This blog post explains the high-level concepts and intuitions behind our most recent neural network verifier MN-BaB. First, we introduce the neural network verification problem. Then, we present the so-called Branch-and-Bound approach for solving it and outline the main ideas behind multi-neuron constraints, before combining the two in our new verifier MN-BaB. We conclude with some experimental results and insights on why using multi-neuron constraints is key for the verification of challenging networks with high natural accuracy.

Neural Network Verification

In a nutshell, the neural network verification problem can be stated as follows:

Given a network and an input, prove that all points in a small region around that input are classified correctly, i.e., that no adversarial example exists.

To formalize this a bit, we consider a network $f: \mathcal{X} \to \mathcal{Y}$, an input region $\mathcal{D} \subseteq \mathcal{X}$, and a linear property $\mathcal{P}\subseteq \mathcal{Y}$ over the output neurons $y\in\mathcal{Y}$, and we try to prove that

\[f(x) \in \mathcal{P}, \forall x \in \mathcal{D}.\]

For the sake of explanation, we consider a fully connected $L$-layer network with ReLU activations but note that we can handle all common architectures. We denote the weights and biases of neurons in the $i$-th layer as $W^{(i)}$ and $b^{(i)}$ and define the neural network as

\[f(x) := \hat{z}^{(L)}(x), \qquad \hat{z}^{(i)}(x) := W^{(i)}z^{(i-1)}(x) + b^{(i)}, \qquad z^{(i)}(x) := \max(0, \hat{z}^{(i)}(x)).\]

Where $z^{(0)}(x) = x$ denotes the input, $\hat{z}$ are the pre-activation values, and $z$ the post-activation values. For readability, we omit the dependency of intermediate activations on $x$ from here on.

Let $\mathcal{D}$ be an $\ell_\infty$ ball around an input point $x_0$ of radius $\epsilon$: \(\mathcal{D}_\epsilon(x_0) = \left\{ x \in \mathcal{X} \mid \lVert x - x_0\rVert _{\infty} \leq \epsilon \right\}.\)

Since we can encode any linear property over output neurons into an additional affine layer, we can simplify the general formulation of $f(x) \in \mathcal{P}$ to $f(x) > {0}$. Any such property can now be verified by proving that a lower bound to the following optimization problem is greater than $0$:

\[\begin{align*} \min_{x \in \mathcal{D}_\epsilon(x_0)} \qquad &f(x) = \hat{z}^{(L)} \tag{1} \\ s.t. \quad & \hat{z}^{(i)} = W^{(i)}z^{(i-1)} + b^{(i)}\\ & z^{(i)} = \max({0}, \hat{z}^{(i)})\\ \end{align*}\]

Background: Branch-and-Bound for Neural Network Verification

Recently, the Branch-and-Bound (BaB) approach, first described for this task in Branch and Bound for Piecewise Linear Neural Network Verification, has been popularized. At a high level, it is based on splitting the hard optimization problem of Eq. 1 into multiple easier subproblems by adding additional constraints until we can show the desired bound of $f(x) > 0$ on them.

The high-level motivation is the following: the optimization problem in Eq. 1 would be efficiently solvable if not for the non-linearity of the ReLU function. Since a ReLU function is piecewise linear and composed of only two linear regions, we can make a case distinction between a single ReLU node being “active” (input $\geq 0$) or inactive (input $< 0$) and prove the property on the resulting cases where the ReLU behaves linearly.

Work to complete ▸
A. In the post on neural network verification, what two cases can a single ReLU node be split into?
B. List, in order, the topics the opening paragraph of the post on neural network verification says it will cover.
C. Extend the post on neural network verification, picking up right after its last sentence.

Stored data ▸
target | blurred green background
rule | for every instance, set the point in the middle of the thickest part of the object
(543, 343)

Task-by-task results ▸
A. Active (input ≥ 0) or inactive (input < 0).

B.
1. The neural network verification problem
2. The Branch-and-Bound approach for solving it
3. The main ideas behind multi-neuron constraints
4. The new verifier MN-BaB, which combines the two
5. Experimental results and insights on why multi-neuron constraints are key for verifying challenging networks with high natural accuracy

C.
In the limit where all ReLU nodes are split, the verification problem becomes fully linear and can be solved efficiently. However, the number of subproblems to be solved in the resulting Branch-and-Bound tree is exponential in the number of ReLU neurons on which we split. Therefore, splitting all ReLU nodes is computationally intractable for all interesting verification problems. To tackle this problem, we prune this Branch-and-Bound tree using the insight that we do not have to split a subproblem further, once we find a lower bound that is $>0$.

In pseudo-code, the Branch-and-Bound algorithm looks as follows:

    def verify_with_branch_and_bound(network, input_region, output_property) -> bool:
      problem_instance = (input_region, output_property)

      global_lb, global_ub = bound(network, problem_instance)
      unsolved_subproblems = [(global_lb, problem_instance)]

      while global_lb < 0 and global_ub >= 0:
            _, current_subproblem = unsolved_subproblems.pop()
            current_lb, current_ub = bound(network, current_subproblem)

            if current_ub < 0:
              return False
            if current_lb < 0:
              subproblem_left, subproblem_right = branch(current_subproblem)
              unsolved_subproblems.append(subproblem_left, subproblem_right)

            global_lb = min(lb for lb, _ in unsolved_subproblems)
      return global_lb > 0

To define one particular verification method that follows the Branch-and-Bound approach, such as MN-BaB, all we have to do is instantiate the branch() and bound() functions.

Background: Multi-Neuron Constraints

Before we do that, we need to understand multi-neuron constraints (MNCs), the second key building block of MN-BaB.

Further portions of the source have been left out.